## Exercise tasks
1. According to the Patent-Motorwagen article, what fuel did the vehicle run on?
2. Render this sentence from the Patent-Motorwagen article in Spanish: "When Karl Benz applied for a patent on 29 January 1886, he was not describing a commercial product."
3. Please carry on the Patent-Motorwagen article, picking up after its final sentence.

═══ Selected extract ═══

January 29, 2026 By Andy Barca

Patent No. 37435

Portrait of Bertha Benz, who in 1888 made the first long-distance automobile journey in her husband Karl Benz's Patent-Motorwagen.

The Patent-Motorwagen had a top speed of around 16 kilometres per hour - roughly the pace of a trotting horse - and it had no reverse gear. The fuel was ligroin, a petroleum naphtha sold in pharmacies as a cleaning solvent. It caught fire easily. When Karl Benz applied for a patent on 29 January 1886, he was not describing a commercial product. He was describing a proof of concept, and a fragile one at that.

Patent No. 37435, filed at the Imperial Patent Office in Berlin, covered “a vehicle powered by a gas engine” - specifically, a three-wheeled frame carrying a single-cylinder four-stroke engine of less than one horsepower, connected to the rear wheels by a belt drive. Benz had been working on the design since 1885 at his workshop in Mannheim, and what he eventually built was unlike anything that had come before it - not because the technologies were new, but because he had integrated them into a single purpose-built system. Earlier attempts to put steam engines on carriages had done exactly that: taken an existing carriage and bolted machinery onto it. Benz started differently. The three-wheeled layout, the rack-and-pinion steering, the water-cooled engine, the differential gear - each element was designed around the others, as part of a machine that existed to move under its own power and nothing else. What that machine could do was limited. What it had stopped being was significant: it was no longer a horse-drawn vehicle with a motor attached.

═══ Supplied material ═══

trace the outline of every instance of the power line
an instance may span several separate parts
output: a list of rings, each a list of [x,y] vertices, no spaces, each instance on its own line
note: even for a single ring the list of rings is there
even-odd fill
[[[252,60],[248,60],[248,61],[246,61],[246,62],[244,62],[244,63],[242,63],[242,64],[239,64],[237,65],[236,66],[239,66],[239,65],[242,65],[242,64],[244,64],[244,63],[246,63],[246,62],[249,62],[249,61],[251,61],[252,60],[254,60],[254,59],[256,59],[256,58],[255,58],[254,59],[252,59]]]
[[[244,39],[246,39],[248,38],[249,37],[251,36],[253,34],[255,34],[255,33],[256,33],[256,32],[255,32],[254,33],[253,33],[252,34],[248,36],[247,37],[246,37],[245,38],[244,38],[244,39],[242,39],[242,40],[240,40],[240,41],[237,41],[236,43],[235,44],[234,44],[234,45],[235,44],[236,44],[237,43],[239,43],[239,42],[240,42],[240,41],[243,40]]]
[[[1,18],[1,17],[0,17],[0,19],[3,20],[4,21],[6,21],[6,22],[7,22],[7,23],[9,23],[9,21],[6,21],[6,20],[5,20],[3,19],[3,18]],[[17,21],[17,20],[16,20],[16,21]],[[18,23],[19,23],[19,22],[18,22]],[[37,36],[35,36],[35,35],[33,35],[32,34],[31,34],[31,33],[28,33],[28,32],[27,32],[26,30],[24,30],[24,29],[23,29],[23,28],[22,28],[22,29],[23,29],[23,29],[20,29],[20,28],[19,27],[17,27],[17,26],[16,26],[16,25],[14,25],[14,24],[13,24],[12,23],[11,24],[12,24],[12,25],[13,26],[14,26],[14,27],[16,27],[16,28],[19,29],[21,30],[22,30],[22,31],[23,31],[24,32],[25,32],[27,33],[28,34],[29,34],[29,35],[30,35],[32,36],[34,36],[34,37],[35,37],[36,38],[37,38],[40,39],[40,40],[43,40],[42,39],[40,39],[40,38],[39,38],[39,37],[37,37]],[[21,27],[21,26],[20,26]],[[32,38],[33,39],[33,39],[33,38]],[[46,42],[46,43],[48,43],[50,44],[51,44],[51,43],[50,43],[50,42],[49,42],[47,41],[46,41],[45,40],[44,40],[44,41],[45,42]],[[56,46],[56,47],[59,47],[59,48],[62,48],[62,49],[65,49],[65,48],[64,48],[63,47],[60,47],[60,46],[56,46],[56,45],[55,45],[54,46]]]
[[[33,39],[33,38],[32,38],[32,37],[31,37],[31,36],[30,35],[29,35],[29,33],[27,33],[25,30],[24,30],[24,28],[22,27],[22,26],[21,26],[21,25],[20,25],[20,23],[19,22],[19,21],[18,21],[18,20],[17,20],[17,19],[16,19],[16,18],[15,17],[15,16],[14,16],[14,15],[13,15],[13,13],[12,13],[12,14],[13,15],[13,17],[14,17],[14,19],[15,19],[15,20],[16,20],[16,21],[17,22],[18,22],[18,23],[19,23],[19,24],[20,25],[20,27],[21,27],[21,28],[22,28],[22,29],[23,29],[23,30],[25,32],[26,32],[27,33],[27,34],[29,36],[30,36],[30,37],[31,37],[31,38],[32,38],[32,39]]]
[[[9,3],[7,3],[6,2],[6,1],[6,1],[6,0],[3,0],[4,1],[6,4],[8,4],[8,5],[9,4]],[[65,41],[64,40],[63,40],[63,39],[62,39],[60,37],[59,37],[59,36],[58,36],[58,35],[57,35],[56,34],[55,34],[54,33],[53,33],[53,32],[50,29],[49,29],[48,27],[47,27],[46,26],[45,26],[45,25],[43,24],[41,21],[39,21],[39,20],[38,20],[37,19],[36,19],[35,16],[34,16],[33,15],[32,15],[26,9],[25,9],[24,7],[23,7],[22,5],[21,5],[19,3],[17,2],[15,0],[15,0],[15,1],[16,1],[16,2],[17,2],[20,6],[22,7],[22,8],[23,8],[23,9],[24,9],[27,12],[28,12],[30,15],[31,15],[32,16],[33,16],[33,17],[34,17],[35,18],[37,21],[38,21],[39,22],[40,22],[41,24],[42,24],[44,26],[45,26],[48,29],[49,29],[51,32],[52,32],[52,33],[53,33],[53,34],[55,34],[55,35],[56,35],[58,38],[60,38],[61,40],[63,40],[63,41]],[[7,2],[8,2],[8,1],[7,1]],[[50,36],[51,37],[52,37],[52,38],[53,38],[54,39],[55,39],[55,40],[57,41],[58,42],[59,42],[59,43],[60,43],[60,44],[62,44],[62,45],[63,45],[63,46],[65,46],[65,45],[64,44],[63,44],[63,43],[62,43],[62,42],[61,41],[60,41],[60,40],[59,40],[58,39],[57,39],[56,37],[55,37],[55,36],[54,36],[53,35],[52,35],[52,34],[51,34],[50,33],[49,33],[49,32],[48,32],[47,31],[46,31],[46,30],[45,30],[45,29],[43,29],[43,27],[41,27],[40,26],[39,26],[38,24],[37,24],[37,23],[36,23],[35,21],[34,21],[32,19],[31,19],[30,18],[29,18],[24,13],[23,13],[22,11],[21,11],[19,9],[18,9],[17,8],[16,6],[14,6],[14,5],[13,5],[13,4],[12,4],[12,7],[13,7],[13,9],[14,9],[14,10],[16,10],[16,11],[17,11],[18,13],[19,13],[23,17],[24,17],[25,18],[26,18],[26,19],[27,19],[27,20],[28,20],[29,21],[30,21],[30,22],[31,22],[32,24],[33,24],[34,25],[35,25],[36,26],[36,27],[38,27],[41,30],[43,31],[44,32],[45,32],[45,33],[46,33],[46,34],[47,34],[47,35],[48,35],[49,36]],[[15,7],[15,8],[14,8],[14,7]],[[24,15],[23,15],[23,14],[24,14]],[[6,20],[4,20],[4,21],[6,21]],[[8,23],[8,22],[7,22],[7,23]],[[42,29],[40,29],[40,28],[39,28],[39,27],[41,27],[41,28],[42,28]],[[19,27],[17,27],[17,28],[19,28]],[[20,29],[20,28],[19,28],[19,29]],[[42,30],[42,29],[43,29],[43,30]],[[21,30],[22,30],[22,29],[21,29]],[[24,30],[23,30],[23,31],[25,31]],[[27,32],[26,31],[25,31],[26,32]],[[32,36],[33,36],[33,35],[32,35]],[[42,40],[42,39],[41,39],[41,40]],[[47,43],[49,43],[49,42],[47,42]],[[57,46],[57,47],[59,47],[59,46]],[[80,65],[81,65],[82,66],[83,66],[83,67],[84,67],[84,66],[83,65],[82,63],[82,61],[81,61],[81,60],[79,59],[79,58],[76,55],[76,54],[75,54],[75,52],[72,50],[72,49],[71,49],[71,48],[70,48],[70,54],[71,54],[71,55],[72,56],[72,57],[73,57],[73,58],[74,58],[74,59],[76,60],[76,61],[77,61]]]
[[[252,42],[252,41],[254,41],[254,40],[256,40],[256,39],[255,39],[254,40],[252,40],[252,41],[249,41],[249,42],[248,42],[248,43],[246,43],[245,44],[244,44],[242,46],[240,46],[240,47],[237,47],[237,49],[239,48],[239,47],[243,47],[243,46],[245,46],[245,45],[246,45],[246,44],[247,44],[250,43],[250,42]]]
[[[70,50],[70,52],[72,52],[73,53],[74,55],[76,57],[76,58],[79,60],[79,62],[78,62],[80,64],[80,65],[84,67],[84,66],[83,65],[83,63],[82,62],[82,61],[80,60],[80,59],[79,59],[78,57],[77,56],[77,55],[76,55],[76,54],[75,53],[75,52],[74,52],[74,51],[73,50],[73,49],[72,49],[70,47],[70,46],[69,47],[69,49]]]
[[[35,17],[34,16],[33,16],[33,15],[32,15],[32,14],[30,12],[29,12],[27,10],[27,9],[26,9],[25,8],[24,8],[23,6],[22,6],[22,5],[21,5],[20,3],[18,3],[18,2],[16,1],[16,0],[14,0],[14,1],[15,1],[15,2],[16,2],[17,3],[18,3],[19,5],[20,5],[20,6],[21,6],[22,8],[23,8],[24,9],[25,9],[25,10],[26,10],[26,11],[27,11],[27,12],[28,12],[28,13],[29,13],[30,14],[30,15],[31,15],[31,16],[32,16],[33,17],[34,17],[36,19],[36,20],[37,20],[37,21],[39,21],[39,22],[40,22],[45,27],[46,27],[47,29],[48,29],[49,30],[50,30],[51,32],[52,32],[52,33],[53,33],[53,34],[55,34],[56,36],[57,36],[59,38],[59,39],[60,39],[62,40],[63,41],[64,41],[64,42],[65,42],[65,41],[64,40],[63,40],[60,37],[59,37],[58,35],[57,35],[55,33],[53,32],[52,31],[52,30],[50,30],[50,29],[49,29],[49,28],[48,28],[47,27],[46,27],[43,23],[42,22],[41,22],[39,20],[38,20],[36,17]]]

═══

## Results
1. Ligroin, a petroleum naphtha sold in pharmacies as a cleaning solvent.

2. Cuando Karl Benz solicitó una patente el 29 de enero de 1886, no estaba describiendo un producto comercial.

3.
Benz was not the only man working on this. In Stuttgart, just 100 kilometres away, Gottlieb Daimler and Wilhelm Maybach had in 1885 fitted a high-speed petrol engine to a wooden two-wheeled frame - effectively a motorised bicycle. Their engine was lighter and faster than Benz’s. But Daimler and Maybach were not thinking of a car; they were testing an engine they wanted to put in everything - boats, carriages, fire pumps. Benz, alone among his contemporaries, conceived the motor vehicle as a complete thing, designed from the outset to carry passengers by internal combustion. That specificity was what the patent protected, and what, in a particular legal and commercial sense, made his the car.

The problem was that almost nobody wanted one. Benz struggled to find investors. The roads were built for horses; the pharmacies stocked the solvent-fuel by the bottle; the noise and smell and mechanical unreliability of the thing made it a curiosity, not a conveyance. The few public demonstrations attracted interest but not customers. It is possible the automobile might have remained a wealthy engineer’s weekend project, had it not been for his wife.

On the morning of 5 August 1888, while Benz was still asleep, Bertha Benz loaded her two teenage sons into the Motorwagen and drove roughly 104 kilometres from Mannheim to Pforzheim - the longest journey ever completed by a motorised vehicle. She had told Karl nothing about it. The machine broke down repeatedly. She cleaned a blocked fuel pipe with her hat pin. She insulated a fraying wire with her garter. On a long uphill section, her sons got out and pushed. In Wiesloch, she stopped at a pharmacy - the first filling station in history was a pharmacist’s counter - and bought ligroin to refuel. She arrived in Pforzheim that evening and sent Karl a telegram.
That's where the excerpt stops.